# [PAGE]
━━━
In cooperative MARL, SMAC is the most popular testbed for the centralized training and decentralized execution paradigm. Other important testbeds are Google Research Football (GRF) and Multiple Particle Environment (MPE).
Comparing the SMAC and other testbeds (MPE and GRF), SMACv2 (upgraded version of SMAC) is the latest testbed and proposed in 2023. This work critiques the original benchmark for lacking stochasticity and meaningful partial observability (SMAC, MPE, and GRF) and claims they simplify the coordination. It deliberately increases the stochasticity, meaning partial observability, and conducts thorough experiments to verify it. Our method aims to address the coordination issue in MARL and this problem is mostly induced by the partial observability of the agents. Therefore, our method is possible to demonstrate the superiority on the benchmark requiring high-level coordination, otherwise, the performance gap is not obvious for the benchmark where agents do not even need to coordinate to finish the tasks.
Compared with other benchmarks, SMACv2 is more challenging from the following points. 1. Complex observation dimension (hundreds). 2. Diversity (many maps and unit types with different functions). 3. Stochasticity (different designed start positions). 4. meaningful partial observability (mask many irrelevant information). We believe the results from SMACv2 would generalize well to other MARL environments suffering from coordination issues since we chose the most challenging benchmark in this field.
Have you considered the possibility of deadlocks in your asynchronous mechanism? What measures, if any, have been implemented to prevent or resolve potential deadlocks?
Deadlock occurs when two or more agents obtain the same intention value at the same time, and then they need another rule to determine the priority. In our implementation, each agent is assigned an index, and the rule to break the deadlock is the agent with a small index to determine first.
Can you provide an analysis of the computational complexity of SeqComm compared to existing methods, especially for large-scale multi-agent systems?
The computational complexity of SeqComm mainly related to communication overhead.
For full communication, SeqComm needs more rounds, but it only transmits observation information for one time. For the rest n − 1 round communication with total (n − 1)/2 broadcasts per agent, only a single intention value and an action will be exchanged. Considering there are n! permutations of different order choices for n agents, our method has greatly reduced computation overhead since each agent needs to calculate up to n times to search for a satisfying order.
For local communication, there are only two communication rounds. One is for sharing observations information. Another is for intention values.
How sensitive is SeqComm to the choice of hyperparameters, particularly F and H? Are there any guidelines for selecting these values?
H is the length of the trajectory. Empirically, we found that 2-4 can lead to decent performance. For too long length, the error caused by the world model can be too large. Besides, since the order of each step can change, the observation after more steps is meaningless
F is the number of the future trajectories. Theoretically, the higher the number of F, the more accurate the estimation, but the computational cost also increases. Therefore, in practice, we need to seek a trade-off.
━━━
(Data entries)
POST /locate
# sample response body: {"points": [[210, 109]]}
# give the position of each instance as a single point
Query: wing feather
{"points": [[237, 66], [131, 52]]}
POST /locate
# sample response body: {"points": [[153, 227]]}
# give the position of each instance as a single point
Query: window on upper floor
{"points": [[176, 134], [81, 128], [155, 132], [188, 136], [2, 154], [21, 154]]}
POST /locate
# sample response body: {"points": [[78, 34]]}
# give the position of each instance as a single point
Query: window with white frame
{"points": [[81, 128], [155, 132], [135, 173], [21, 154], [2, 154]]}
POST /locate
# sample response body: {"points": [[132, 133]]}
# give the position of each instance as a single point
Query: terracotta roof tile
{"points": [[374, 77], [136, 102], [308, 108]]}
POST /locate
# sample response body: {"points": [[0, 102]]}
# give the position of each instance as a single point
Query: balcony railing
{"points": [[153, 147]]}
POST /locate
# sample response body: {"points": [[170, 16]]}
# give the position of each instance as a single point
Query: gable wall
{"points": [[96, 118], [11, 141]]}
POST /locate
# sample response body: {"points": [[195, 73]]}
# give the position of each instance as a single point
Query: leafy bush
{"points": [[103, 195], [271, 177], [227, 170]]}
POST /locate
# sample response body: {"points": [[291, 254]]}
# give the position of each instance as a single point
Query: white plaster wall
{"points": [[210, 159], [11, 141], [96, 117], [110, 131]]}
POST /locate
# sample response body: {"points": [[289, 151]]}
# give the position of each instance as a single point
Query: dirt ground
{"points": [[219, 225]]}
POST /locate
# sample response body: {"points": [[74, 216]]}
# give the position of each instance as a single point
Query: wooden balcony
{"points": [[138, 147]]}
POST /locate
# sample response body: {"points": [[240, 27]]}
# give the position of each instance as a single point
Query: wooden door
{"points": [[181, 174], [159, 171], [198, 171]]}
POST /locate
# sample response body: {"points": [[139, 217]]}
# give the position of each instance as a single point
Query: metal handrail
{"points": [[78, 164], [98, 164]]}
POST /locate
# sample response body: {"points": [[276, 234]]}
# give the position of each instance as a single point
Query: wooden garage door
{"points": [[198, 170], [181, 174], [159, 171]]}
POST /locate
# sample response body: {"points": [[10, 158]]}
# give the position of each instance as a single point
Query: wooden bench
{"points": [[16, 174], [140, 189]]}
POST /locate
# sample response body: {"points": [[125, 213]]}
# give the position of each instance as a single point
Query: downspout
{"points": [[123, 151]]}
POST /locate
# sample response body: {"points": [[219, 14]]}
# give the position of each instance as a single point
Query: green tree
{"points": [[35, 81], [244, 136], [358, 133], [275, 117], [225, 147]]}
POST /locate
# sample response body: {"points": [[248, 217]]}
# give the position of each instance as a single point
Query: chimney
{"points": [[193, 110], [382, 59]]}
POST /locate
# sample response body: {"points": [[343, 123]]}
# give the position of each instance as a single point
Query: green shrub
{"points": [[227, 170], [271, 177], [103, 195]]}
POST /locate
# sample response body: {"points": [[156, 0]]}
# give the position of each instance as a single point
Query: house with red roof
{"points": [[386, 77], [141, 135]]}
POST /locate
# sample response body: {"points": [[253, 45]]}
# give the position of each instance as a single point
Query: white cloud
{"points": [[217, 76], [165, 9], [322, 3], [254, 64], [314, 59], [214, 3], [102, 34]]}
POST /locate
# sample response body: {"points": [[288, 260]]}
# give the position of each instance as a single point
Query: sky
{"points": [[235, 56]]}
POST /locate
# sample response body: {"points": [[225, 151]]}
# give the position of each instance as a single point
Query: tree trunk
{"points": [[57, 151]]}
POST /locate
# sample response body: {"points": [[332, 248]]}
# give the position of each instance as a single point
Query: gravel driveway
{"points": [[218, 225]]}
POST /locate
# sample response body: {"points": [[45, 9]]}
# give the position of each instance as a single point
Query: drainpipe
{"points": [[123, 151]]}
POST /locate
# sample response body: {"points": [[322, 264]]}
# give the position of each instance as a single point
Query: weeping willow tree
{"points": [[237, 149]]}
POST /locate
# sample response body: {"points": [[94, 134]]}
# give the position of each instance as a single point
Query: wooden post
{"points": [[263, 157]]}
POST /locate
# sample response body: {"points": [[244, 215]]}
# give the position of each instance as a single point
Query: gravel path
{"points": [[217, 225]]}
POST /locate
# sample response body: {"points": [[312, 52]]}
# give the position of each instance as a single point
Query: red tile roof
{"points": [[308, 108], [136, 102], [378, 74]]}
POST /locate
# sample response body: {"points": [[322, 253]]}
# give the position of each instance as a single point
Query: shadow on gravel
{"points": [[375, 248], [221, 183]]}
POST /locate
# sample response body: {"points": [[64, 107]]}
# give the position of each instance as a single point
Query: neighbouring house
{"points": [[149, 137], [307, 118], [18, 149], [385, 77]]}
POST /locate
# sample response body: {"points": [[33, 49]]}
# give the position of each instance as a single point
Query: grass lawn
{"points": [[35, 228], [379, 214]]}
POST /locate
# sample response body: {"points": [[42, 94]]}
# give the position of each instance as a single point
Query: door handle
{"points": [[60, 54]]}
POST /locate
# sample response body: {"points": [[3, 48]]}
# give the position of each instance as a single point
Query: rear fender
━━━
# [TASK PROMPT]
Please answer from the SeqComm text: what rule settles a deadlock when two or more agents get the same intention value at the same time?

# [ANSWER FOR THIS EXERCISE]
Each agent is assigned an index, and the agent with the smaller index determines first.